-- START Supplied text --
One interesting thing is that io_uring can operate in different modes. One of th...

magicalhippo · on May 23, 2023

> One interesting thing is that io_uring can operate in different modes. One of the modes enables kernel-side polling [...]

On a related note, I recently saw this presentation[1] where they show some benchmarks of the various modes.

One gotcha of sorts, though obvious when you think about it, is that the kernel-side polling mode requires a free CPU core for the polling thread. Meaning you'll get very poor performance if you're not leaving enough CPU for the kernel to do its polling.

https://www.youtube.com/watch?v=5jKKVdJJqKY

eru · on May 23, 2023

> Our general take was also that it has a lot of potential, but is relatively low level that most mainstream programmers aren't going to pay attention to it. Hence, it'll be a while before it permeates through various ecosystems.

Isn't that what libraries are for?

blibble · on May 22, 2023

> Hence, it'll be a while before it permeates through various ecosystems.

this may take a while as it's a completely different IO model

it took us 30 odd years to get from select/epoll to async/coroutines being popular

mrcode007 · on May 22, 2023

Windows has been using this mechanism for well over a decade now. It’s called IOCP (IO completion ports)
-- END Supplied text --
-- START Records for this task --
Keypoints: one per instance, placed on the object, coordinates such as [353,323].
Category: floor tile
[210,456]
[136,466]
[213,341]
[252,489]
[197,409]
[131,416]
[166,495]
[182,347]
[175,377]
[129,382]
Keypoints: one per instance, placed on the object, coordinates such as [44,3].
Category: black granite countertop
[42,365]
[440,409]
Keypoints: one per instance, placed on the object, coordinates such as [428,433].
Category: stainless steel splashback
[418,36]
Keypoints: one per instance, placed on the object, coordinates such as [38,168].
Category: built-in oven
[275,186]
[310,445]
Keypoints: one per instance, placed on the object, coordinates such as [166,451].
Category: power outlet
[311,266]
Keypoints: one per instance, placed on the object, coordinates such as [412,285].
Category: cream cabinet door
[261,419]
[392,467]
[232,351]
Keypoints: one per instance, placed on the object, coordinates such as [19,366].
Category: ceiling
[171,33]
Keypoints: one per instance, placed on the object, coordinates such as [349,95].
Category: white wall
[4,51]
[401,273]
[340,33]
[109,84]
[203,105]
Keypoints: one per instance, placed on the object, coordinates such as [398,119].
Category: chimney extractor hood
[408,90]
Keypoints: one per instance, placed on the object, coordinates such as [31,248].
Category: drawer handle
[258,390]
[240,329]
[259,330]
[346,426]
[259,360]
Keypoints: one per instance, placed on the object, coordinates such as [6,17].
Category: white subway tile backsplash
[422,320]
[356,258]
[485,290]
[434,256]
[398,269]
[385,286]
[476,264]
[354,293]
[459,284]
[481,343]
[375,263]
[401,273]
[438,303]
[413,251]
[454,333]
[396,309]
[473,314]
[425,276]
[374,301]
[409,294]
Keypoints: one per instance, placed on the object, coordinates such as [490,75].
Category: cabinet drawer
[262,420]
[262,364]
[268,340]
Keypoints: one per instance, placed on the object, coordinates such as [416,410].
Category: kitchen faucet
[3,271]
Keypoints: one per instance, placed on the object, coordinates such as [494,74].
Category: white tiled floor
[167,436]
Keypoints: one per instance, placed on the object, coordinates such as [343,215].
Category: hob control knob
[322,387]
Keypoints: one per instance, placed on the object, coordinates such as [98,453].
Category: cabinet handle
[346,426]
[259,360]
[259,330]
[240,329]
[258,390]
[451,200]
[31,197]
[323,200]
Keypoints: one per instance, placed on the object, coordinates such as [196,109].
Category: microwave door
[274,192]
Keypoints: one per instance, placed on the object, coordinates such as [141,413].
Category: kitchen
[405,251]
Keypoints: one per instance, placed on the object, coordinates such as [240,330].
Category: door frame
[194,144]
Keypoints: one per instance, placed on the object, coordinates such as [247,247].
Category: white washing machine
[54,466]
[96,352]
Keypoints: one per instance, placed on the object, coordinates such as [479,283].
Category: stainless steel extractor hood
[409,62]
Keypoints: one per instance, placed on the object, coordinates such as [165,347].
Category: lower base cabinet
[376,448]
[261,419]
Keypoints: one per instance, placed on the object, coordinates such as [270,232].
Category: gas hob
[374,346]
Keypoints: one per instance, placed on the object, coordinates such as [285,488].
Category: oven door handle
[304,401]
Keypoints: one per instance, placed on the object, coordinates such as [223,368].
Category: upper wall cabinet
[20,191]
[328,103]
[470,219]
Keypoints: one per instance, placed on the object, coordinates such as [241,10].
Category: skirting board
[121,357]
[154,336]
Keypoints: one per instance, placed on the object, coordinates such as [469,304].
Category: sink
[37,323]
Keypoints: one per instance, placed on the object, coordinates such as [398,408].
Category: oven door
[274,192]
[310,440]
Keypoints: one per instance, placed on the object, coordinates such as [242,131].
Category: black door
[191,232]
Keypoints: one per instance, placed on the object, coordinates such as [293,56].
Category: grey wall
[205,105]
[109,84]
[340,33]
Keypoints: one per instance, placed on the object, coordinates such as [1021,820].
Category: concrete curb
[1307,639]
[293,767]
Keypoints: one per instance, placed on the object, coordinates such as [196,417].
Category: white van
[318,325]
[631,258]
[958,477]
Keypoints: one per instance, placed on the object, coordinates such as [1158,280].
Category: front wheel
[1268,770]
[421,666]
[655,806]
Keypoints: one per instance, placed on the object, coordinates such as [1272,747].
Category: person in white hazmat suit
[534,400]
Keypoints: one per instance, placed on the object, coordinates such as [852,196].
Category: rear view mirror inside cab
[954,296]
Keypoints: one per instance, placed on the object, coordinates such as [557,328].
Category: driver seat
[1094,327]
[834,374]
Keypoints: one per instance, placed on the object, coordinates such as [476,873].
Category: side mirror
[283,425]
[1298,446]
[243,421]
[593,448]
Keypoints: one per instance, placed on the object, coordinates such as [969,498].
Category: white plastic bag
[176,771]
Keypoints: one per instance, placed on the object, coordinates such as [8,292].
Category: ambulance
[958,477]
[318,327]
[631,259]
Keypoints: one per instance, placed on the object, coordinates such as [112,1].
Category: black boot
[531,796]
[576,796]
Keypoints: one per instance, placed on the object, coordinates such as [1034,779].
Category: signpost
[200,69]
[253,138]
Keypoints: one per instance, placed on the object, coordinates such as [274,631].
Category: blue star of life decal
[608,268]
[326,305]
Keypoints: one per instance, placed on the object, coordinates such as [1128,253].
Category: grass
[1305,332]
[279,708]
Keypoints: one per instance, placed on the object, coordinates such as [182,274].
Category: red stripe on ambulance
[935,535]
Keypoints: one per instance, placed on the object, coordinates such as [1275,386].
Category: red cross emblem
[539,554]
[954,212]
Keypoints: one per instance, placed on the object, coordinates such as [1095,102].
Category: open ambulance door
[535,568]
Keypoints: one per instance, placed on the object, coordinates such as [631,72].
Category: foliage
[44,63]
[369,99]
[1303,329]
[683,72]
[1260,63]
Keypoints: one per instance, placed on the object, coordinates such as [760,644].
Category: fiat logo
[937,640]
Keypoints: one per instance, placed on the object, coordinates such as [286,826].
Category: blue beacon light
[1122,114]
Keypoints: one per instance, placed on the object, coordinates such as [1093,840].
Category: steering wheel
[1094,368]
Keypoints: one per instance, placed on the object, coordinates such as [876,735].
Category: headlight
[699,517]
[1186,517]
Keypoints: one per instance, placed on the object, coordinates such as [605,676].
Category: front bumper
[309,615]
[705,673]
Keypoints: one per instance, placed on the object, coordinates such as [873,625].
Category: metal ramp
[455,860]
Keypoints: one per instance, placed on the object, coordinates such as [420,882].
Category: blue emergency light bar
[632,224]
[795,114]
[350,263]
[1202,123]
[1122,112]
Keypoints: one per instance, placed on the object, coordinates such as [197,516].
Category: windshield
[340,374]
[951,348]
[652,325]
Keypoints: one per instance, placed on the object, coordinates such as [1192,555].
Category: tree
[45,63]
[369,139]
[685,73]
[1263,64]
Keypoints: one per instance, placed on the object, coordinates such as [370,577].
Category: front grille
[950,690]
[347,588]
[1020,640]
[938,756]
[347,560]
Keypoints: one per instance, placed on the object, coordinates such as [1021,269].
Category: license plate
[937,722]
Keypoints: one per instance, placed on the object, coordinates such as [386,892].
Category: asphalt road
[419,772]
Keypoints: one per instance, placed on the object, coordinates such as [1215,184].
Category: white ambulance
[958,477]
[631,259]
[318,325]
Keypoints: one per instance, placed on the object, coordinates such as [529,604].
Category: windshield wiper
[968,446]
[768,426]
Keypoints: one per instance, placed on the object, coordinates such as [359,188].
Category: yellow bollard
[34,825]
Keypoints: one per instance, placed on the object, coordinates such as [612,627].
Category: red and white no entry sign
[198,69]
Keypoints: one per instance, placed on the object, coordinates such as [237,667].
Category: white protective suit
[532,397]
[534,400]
-- END Records for this task --
Task instructions:
A. Output the io_uring thread again in full, word for word.
B. Add 126 to each number in the answer coordinates of the rows, from the line with "such as [237,667]." through the end of the rows. Give those lines again, request lines included, and leave the sample coordinates in the requests unchanged.

Answers for the exercise:
A.
One interesting thing is that io_uring can operate in different modes. One of th...

magicalhippo · on May 23, 2023

> One interesting thing is that io_uring can operate in different modes. One of the modes enables kernel-side polling [...]

On a related note, I recently saw this presentation[1] where they show some benchmarks of the various modes.

One gotcha of sorts, though obvious when you think about it, is that the kernel-side polling mode requires a free CPU core for the polling thread. Meaning you'll get very poor performance if you're not leaving enough CPU for the kernel to do its polling.

https://www.youtube.com/watch?v=5jKKVdJJqKY

eru · on May 23, 2023

> Our general take was also that it has a lot of potential, but is relatively low level that most mainstream programmers aren't going to pay attention to it. Hence, it'll be a while before it permeates through various ecosystems.

Isn't that what libraries are for?

blibble · on May 22, 2023

> Hence, it'll be a while before it permeates through various ecosystems.

this may take a while as it's a completely different IO model

it took us 30 odd years to get from select/epoll to async/coroutines being popular

mrcode007 · on May 22, 2023

Windows has been using this mechanism for well over a decade now. It’s called IOCP (IO completion ports)

B.
Keypoints: one per instance, placed on the object, coordinates such as [237,667].
Category: white protective suit
[658,523]
[660,526]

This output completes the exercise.